Top of Records supplied
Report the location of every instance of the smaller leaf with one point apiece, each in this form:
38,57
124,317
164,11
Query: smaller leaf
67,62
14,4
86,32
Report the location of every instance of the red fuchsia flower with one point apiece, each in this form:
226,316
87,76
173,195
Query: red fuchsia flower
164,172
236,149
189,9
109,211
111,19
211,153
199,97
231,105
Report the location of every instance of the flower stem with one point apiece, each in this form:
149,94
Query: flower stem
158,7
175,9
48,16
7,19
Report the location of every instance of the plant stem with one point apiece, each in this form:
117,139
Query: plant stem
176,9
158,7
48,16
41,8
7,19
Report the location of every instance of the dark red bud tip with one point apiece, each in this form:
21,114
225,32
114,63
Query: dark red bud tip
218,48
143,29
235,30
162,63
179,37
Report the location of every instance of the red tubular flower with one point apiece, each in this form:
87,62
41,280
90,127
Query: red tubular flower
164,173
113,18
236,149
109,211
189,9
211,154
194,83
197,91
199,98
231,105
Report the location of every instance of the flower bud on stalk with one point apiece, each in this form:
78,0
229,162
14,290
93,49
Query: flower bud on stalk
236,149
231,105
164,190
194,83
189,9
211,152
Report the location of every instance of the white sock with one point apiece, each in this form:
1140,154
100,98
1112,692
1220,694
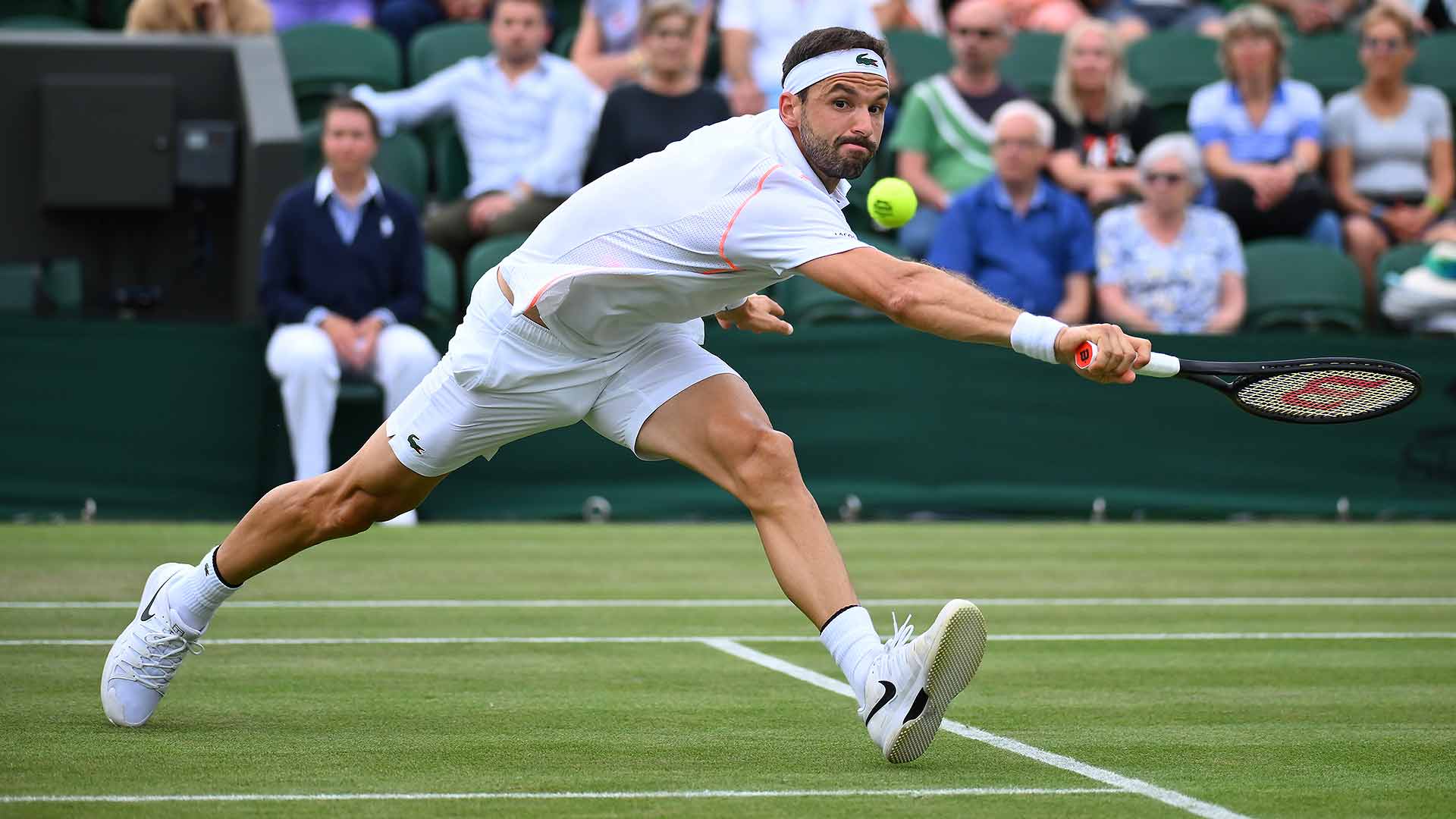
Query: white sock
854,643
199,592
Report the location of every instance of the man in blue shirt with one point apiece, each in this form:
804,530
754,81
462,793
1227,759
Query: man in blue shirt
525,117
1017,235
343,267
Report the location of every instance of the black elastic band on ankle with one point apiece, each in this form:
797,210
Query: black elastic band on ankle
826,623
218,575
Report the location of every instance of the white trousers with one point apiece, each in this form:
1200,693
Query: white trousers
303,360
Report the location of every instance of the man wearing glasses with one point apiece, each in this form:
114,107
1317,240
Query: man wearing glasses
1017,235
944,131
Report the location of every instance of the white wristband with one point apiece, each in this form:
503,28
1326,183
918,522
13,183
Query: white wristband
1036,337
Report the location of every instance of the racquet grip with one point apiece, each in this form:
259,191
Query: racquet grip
Bottom of Records supplied
Top of Records supplied
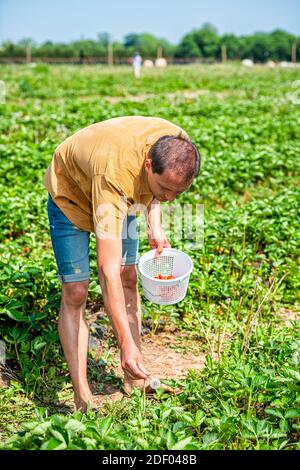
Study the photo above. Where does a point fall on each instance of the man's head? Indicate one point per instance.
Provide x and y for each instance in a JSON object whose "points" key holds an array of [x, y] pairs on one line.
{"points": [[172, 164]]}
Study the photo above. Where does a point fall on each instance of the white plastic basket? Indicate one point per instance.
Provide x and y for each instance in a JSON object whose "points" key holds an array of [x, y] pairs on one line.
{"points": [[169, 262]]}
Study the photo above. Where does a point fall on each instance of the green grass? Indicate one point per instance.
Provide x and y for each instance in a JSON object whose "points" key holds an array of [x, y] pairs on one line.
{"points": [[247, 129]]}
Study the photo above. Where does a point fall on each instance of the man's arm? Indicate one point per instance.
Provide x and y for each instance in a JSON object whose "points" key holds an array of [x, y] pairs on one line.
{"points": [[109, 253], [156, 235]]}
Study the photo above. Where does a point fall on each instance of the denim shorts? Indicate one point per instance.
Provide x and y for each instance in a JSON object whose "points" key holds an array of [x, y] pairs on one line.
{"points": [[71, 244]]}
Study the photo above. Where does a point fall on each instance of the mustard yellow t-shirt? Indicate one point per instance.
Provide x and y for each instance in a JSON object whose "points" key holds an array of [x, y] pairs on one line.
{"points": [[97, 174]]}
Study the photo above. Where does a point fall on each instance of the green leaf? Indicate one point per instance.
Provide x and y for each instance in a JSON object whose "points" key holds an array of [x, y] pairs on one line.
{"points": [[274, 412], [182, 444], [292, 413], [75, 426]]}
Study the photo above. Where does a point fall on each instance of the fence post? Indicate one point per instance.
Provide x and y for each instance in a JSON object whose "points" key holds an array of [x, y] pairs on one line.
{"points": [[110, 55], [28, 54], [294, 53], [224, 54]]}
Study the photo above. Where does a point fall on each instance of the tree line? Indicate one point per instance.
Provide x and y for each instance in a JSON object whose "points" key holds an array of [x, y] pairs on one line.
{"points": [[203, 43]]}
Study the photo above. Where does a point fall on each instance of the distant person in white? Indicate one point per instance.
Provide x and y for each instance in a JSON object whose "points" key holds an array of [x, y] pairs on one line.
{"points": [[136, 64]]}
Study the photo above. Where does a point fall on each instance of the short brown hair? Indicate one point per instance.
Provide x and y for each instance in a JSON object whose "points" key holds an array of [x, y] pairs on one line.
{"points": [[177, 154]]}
Bottom of Records supplied
#### [Task to complete]
Find all the lines with "racquet" in the data and copy them.

#### [Response area]
Report the location of every instance of the racquet grip with one point apiece, each in this form:
Query: racquet grip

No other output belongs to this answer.